#### [Parts of the exercise]
a – Write out the stretch of the regulatory-takings excerpt from "The Court rejects" through "the same trap.".
b – Restate more briefly the paragraph of the regulatory-takings excerpt that begins "The Court rejects the notion," keeping its main facts.

#### [Page excerpt]
..............................

The Court rejects the notion that the State always can prohibit uses it deems a harm to the public without granting compensation because “the distinction between ‘harm-preventing’ and ‘benefit-conferring’ regulation is often in the eye of the beholder.” Ante, at 1024. Since the characterization will depend “primarily upon one’s evaluation of the worth of competing uses of real estate,” ante, at 1025, the Court decides a legislative judgment of this kind no longer can provide the desired “objective, value-free basis” for upholding a regulation, ante, at 1026. The Court, however, fails to explain how its proposed common-law alternative escapes the same trap.

*1054The threshold inquiry for imposition of the Court's new rule, “deprivation of all economically valuable use,” itself cannot be determined objectively. As the Court admits, whether the owner has been deprived of all economic value of his property will depend on how “property” is defined. The “composition of the denominator in our ‘deprivation’ fraction,” ante, at 1017, n. 7, is the dispositive inquiry. Yet there is no “objective” way to define what that denominator should be. “We have long understood that any land-use regulation can be characterized as the ‘total’ deprivation of an aptly defined entitlement_Alternatively, the same regulation can always be characterized as a mere ‘partial’ withdrawal from full, unencumbered ownership of the landholding affected by the regulation ....”18 Michelman, Takings, 1987, 88 Colum. L. Rev. 1600,1614 (1988).

..............................

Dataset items
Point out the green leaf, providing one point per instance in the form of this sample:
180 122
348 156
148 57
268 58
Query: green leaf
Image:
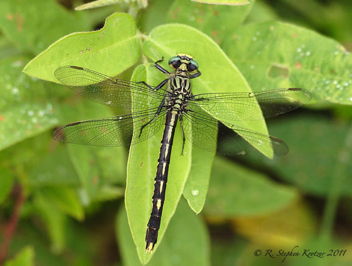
319 150
215 21
154 15
114 45
223 2
237 191
278 55
34 24
219 74
94 166
66 199
198 181
55 169
24 258
101 3
25 110
6 183
141 171
54 218
186 241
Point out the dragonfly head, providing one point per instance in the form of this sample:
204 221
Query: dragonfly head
183 63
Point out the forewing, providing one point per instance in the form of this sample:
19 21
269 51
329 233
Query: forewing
238 106
112 131
209 134
109 91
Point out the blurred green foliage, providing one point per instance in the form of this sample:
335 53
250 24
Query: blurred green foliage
68 199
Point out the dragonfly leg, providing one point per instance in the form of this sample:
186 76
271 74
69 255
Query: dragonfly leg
161 84
156 64
195 75
155 116
183 134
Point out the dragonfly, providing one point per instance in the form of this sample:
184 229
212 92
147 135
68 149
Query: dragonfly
164 105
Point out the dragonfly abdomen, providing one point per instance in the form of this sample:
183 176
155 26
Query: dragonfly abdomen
161 179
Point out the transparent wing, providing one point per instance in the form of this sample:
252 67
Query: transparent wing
112 131
109 91
244 105
200 128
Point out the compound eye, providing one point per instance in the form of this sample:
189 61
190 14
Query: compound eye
174 62
193 65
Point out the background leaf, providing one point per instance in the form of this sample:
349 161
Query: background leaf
301 58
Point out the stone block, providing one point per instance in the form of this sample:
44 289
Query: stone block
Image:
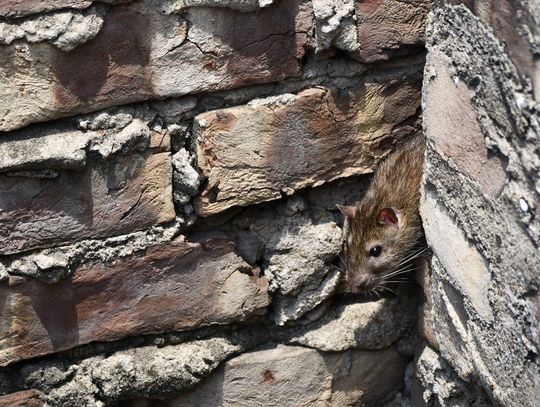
167 287
24 398
274 146
359 325
295 376
390 27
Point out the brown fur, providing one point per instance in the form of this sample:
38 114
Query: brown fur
396 185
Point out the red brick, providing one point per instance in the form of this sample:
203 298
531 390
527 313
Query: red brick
168 287
253 153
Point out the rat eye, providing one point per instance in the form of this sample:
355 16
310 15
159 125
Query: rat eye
375 251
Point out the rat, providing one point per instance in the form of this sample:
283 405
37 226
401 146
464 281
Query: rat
383 233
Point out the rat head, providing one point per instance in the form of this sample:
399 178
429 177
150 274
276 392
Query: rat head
375 245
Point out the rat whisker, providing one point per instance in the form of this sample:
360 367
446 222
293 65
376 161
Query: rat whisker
336 267
412 256
388 289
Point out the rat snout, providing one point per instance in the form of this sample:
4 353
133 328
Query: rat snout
360 283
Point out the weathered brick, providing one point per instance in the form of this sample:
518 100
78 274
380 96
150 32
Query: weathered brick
108 197
141 53
168 287
390 27
507 19
297 376
254 153
454 130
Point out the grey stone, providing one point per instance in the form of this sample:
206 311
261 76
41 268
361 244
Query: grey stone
295 376
64 29
248 246
361 325
135 137
48 147
441 385
297 254
174 6
185 177
482 160
50 265
138 372
335 25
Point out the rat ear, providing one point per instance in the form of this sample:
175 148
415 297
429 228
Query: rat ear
348 211
389 217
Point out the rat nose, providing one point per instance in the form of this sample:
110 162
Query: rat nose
361 281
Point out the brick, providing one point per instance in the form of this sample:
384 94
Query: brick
108 197
454 130
141 54
507 19
254 153
390 27
297 376
170 287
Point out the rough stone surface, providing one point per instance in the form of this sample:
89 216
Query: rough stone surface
296 376
21 8
171 287
296 253
335 25
295 141
389 27
25 398
174 6
441 386
480 211
64 29
139 372
361 325
140 53
120 195
516 23
185 177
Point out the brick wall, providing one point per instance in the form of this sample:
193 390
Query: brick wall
169 172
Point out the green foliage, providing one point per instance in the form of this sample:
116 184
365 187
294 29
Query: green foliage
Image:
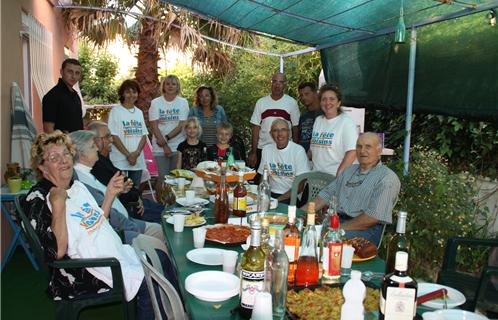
470 145
239 90
439 205
99 71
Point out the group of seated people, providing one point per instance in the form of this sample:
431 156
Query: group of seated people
88 179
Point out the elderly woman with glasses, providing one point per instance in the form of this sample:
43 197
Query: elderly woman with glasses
70 225
209 113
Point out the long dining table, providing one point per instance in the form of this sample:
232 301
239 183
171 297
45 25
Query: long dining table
179 243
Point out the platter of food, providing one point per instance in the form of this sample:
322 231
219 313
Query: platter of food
191 220
325 302
364 250
210 170
227 233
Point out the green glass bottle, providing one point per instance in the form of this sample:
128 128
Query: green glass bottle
252 278
398 242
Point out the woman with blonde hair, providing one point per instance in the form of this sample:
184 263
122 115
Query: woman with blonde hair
192 150
167 115
209 113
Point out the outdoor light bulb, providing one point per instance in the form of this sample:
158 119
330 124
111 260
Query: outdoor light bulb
492 17
399 36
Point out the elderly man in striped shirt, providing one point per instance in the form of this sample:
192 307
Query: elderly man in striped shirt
366 192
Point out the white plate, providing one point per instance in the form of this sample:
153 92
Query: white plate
170 220
249 201
174 181
206 256
197 201
207 165
453 314
455 297
212 286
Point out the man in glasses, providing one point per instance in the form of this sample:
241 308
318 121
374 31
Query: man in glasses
104 170
62 104
366 192
277 105
285 160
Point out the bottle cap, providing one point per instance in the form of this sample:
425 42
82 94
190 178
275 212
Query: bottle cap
356 275
334 221
292 213
265 222
401 263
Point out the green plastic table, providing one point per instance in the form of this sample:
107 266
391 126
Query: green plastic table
179 243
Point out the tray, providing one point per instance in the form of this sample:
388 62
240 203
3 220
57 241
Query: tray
231 176
368 315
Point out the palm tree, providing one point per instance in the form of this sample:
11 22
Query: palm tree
157 26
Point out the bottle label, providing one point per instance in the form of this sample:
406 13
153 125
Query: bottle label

..............................

#### [Responses by task]
a –
The Court rejects the notion that the State always can prohibit uses it deems a harm to the public without granting compensation because “the distinction between ‘harm-preventing’ and ‘benefit-conferring’ regulation is often in the eye of the beholder.” Ante, at 1024. Since the characterization will depend “primarily upon one’s evaluation of the worth of competing uses of real estate,” ante, at 1025, the Court decides a legislative judgment of this kind no longer can provide the desired “objective, value-free basis” for upholding a regulation, ante, at 1026. The Court, however, fails to explain how its proposed common-law alternative escapes the same trap.

b – The Court refuses to hold that the State may always prohibit uses it considers harmful to the public without paying compensation, because the line between "harm-preventing" and "benefit-conferring" regulation is often in the eye of the beholder. Since that label depends mainly on how one values competing uses of real estate, the Court concludes that such a legislative judgment can no longer supply an "objective, value-free basis" for upholding a regulation. The Court does not explain, however, how its common-law alternative avoids the same trap.